[SOURCE TEXT]
□ □ □

Salem’s Lot Review

Salems Lot reviewMax

Salem’s Lot review

The long-delayed feature film version of Salem’s Lot is good enough to fill two hours of your spooky season. As controversial as it is to say…it may have been sent to the right release platform.

New movie reviews will not contain spoilers.

Salem's Lot Review
Max

Salem’s Lot

Directed by Gary Dauberman

Screenplay by Gary Dauberman

Starring Lewis Pullman, Spencer Treat Clark, Pilou Asbæk, Bill Camp, Makenzie Leigh, Alfre Woodard and William Sadler

Salem’s Lot Review

For two years discussion about Gary Dauberman’s Salem’s Lot adaptation has been contained to questions like “Whatever happened to Salem’s Lot?” and “Is that movie ever coming out?”.  Fair questions in a time when David Zaslav has been banishing creative works to the upside down to reap tax benefits.  Would the anti-art CEO strike again with the latest in a long line of Stephen King adaptations?  Well, worry no longer.  Salem’s Lot is not only alive and well…it’s available now.  Not in theaters, of course…putting a horror movie in theaters on a genre-lite October release weekend would have made too much sense.  Instead, it found a new home on Max.  A decision that, after watching the movie, actually feels kind of fine.

That’s not to say Salem’s Lot is a bad movie.  Honestly, it’s a pretty good movie.  It just doesn’t feel all that new.  For reasons that extend beyond being the third adaptation of a nearly 50-year-old novel.  What it feels like is a mix of the recent It films with a dash of Mike Flanagan and a pinch of Stranger Things.  It makes sense when you think about it.  All three of those things have roots in King’s work.  Either as direct adaptations or through heavy influence.  This is just a long way of saying that Salem’s Lot nails the feel of a Stephen King adaptation.

Should it have gone to theaters first?  Probably.  This is a high-end production that must have cost the studio a pretty penny to produce.  While I’m not an expert on the finances involved in film releases…I do believe that some money is still more than no money.  An October release for Salem’s Lot would have brought in some money.  A Max release is a nice bonus for subscribers looking for something to watch this spooky season.  It also leads to (virtually) no money.  I’m sure someone in the world will subscribe or, at least, postpone cancelling their subscription to watch it.  But how many people can that possibly be?

□ □ □

[EXTRACTED MATERIAL]
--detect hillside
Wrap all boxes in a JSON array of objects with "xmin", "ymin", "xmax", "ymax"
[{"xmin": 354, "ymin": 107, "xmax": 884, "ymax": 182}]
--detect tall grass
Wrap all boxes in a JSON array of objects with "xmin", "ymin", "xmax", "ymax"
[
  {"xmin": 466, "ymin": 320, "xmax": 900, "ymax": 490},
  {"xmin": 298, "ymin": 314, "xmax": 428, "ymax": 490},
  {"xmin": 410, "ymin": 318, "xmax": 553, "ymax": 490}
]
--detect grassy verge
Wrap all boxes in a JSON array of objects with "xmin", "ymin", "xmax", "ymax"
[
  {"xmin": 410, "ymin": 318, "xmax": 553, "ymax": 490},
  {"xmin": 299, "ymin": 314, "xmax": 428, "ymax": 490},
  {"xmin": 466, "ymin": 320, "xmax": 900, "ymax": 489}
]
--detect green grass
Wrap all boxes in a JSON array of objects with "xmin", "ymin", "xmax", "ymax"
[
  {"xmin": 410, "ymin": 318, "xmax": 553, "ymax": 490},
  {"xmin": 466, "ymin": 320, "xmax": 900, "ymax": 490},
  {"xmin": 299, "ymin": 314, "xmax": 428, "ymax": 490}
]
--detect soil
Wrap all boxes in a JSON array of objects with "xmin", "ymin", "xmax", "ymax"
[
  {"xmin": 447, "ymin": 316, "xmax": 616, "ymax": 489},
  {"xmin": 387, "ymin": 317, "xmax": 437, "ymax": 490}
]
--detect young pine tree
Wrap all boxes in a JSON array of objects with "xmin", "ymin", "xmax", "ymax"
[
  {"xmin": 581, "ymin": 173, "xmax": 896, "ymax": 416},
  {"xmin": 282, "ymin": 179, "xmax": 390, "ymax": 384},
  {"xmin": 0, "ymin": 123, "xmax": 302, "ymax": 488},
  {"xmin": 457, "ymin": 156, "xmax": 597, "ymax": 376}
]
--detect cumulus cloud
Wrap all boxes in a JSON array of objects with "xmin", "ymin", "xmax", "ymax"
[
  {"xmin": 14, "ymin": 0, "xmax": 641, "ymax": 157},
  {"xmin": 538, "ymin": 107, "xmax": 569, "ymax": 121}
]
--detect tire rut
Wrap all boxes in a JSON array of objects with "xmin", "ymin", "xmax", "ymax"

□ □ □

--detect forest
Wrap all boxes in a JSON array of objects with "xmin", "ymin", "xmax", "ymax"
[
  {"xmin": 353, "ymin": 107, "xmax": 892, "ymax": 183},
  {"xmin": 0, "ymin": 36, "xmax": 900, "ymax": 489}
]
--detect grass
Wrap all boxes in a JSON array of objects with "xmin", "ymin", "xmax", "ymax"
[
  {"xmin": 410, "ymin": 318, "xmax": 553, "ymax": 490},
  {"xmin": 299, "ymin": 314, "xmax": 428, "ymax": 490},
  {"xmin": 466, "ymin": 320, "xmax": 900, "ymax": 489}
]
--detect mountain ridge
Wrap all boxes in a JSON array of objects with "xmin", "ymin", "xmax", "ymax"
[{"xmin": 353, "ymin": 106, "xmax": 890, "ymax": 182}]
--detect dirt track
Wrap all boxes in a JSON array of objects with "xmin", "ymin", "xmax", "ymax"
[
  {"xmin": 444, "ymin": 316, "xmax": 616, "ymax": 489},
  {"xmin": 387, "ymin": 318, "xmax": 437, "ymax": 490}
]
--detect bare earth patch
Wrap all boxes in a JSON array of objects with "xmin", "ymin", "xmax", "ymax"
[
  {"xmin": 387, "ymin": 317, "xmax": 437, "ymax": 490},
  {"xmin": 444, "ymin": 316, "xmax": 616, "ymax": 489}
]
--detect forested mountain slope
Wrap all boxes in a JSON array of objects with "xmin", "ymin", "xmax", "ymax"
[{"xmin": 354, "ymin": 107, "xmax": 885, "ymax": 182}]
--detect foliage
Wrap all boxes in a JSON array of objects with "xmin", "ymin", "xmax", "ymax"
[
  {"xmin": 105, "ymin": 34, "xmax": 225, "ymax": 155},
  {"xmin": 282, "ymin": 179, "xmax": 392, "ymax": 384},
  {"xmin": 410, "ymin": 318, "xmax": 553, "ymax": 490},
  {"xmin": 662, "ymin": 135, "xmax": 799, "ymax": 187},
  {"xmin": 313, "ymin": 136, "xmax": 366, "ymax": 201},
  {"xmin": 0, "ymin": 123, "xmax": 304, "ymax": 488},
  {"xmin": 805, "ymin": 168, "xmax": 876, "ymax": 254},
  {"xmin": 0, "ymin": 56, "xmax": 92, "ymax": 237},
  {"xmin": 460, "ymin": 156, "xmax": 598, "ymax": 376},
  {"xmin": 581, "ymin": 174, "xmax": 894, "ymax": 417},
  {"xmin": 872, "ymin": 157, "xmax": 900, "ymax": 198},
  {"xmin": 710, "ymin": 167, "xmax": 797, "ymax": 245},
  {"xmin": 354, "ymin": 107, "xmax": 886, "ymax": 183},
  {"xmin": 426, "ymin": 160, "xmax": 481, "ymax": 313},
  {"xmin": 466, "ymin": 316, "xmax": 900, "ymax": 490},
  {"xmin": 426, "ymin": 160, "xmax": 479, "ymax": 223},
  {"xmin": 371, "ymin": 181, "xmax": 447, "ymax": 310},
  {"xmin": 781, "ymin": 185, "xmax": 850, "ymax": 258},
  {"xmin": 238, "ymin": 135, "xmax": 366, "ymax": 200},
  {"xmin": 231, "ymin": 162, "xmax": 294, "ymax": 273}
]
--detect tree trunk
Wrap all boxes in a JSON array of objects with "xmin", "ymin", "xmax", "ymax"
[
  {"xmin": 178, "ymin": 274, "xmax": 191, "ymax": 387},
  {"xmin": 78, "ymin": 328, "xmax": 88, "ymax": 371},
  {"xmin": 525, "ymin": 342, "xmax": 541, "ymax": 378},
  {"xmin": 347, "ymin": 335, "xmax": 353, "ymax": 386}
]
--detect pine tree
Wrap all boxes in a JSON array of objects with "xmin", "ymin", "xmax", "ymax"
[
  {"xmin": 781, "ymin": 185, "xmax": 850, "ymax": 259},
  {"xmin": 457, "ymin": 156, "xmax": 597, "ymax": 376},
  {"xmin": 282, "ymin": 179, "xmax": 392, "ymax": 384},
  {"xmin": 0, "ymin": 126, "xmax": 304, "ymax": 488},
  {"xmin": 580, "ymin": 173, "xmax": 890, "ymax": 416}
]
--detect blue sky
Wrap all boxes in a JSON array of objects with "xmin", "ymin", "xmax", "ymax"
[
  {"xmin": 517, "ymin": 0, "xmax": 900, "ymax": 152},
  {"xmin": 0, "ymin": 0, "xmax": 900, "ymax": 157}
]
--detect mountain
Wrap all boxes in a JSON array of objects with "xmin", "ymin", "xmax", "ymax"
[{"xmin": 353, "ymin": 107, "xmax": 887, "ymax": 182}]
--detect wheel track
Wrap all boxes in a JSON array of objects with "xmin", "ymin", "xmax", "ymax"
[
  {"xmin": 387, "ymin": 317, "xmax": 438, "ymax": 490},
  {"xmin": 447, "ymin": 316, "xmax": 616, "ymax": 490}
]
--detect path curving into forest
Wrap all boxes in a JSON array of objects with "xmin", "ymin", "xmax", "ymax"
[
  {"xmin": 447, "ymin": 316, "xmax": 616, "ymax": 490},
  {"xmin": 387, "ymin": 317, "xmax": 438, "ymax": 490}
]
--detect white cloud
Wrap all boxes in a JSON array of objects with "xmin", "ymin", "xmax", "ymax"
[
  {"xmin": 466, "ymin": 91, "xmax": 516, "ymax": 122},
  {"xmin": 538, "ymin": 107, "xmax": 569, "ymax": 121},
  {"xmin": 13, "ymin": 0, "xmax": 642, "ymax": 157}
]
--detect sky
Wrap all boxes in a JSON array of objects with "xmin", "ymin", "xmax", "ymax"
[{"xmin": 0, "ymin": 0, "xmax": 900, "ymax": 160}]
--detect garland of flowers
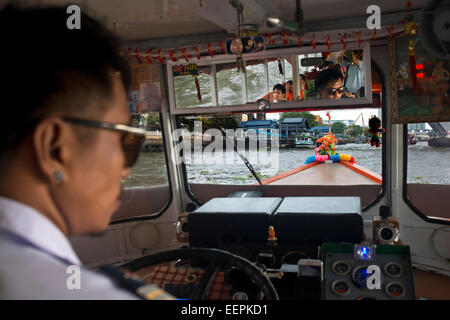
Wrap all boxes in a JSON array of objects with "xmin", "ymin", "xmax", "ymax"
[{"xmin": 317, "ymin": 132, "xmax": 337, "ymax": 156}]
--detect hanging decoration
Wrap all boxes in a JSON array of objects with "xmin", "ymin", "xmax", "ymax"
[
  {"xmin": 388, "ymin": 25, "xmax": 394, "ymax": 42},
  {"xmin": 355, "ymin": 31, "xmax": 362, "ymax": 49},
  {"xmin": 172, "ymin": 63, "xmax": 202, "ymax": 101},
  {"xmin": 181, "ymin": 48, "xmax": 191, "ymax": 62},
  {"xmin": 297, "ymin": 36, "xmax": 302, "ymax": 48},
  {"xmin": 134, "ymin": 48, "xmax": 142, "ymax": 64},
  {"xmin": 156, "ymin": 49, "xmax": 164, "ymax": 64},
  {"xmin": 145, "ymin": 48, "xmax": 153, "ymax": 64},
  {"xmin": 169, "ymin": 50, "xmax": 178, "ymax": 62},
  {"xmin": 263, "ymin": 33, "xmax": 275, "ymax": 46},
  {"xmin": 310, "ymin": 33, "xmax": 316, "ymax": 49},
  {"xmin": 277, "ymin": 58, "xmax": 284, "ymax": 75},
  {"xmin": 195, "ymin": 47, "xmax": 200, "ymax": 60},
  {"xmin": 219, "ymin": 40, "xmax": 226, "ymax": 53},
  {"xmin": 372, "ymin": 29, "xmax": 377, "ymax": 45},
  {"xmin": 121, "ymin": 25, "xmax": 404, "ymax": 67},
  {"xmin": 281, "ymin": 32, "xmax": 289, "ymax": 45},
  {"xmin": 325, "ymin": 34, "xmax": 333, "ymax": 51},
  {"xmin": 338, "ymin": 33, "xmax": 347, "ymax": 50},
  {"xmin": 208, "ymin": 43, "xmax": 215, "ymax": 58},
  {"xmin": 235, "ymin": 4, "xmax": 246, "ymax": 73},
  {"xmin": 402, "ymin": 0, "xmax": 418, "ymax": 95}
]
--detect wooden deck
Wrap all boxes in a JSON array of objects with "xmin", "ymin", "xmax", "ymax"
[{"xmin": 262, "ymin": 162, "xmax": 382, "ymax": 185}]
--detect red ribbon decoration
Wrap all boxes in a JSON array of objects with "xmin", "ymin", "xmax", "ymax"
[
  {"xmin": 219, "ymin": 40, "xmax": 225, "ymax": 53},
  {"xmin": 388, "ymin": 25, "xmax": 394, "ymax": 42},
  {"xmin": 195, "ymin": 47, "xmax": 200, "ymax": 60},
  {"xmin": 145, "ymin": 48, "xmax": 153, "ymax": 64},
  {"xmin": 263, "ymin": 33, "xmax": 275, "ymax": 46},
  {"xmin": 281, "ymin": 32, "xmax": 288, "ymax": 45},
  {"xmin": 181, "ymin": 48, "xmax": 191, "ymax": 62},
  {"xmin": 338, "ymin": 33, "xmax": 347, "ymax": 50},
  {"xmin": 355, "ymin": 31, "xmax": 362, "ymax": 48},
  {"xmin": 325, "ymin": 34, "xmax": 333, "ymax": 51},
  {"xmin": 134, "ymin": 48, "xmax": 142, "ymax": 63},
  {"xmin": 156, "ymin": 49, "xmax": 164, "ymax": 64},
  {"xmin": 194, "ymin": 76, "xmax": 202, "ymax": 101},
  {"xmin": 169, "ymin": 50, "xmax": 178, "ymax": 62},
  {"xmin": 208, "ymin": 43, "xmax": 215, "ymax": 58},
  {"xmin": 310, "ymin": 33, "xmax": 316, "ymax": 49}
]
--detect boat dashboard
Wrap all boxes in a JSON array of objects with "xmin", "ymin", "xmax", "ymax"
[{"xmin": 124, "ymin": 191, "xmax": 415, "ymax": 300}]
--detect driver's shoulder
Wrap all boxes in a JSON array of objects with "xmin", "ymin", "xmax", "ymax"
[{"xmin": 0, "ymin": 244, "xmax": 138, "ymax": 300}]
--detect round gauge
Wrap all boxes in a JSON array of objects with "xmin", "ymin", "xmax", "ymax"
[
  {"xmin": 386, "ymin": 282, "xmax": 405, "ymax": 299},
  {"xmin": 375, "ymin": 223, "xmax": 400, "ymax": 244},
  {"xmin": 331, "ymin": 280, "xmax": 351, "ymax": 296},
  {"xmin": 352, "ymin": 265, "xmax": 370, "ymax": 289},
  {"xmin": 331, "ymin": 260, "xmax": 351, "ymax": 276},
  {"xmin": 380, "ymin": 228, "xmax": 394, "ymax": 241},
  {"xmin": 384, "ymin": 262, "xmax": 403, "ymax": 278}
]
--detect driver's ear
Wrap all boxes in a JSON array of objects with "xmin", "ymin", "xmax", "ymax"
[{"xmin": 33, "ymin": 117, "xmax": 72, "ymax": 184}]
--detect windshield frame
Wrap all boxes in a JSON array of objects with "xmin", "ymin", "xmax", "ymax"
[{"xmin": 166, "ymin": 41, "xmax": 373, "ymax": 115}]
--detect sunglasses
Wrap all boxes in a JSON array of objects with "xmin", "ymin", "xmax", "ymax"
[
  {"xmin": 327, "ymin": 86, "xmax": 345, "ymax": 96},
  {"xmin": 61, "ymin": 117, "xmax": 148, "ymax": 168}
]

□ □ □

[WORK ITEM] Please reproduce the part of the Salem's Lot review between "Should it have" and "that possibly be?", inclusive, changing "pretty penny" to "small fortune".

[TASK RESPONSE]
Should it have gone to theaters first?  Probably.  This is a high-end production that must have cost the studio a small fortune to produce.  While I’m not an expert on the finances involved in film releases…I do believe that some money is still more than no money.  An October release for Salem’s Lot would have brought in some money.  A Max release is a nice bonus for subscribers looking for something to watch this spooky season.  It also leads to (virtually) no money.  I’m sure someone in the world will subscribe or, at least, postpone cancelling their subscription to watch it.  But how many people can that possibly be?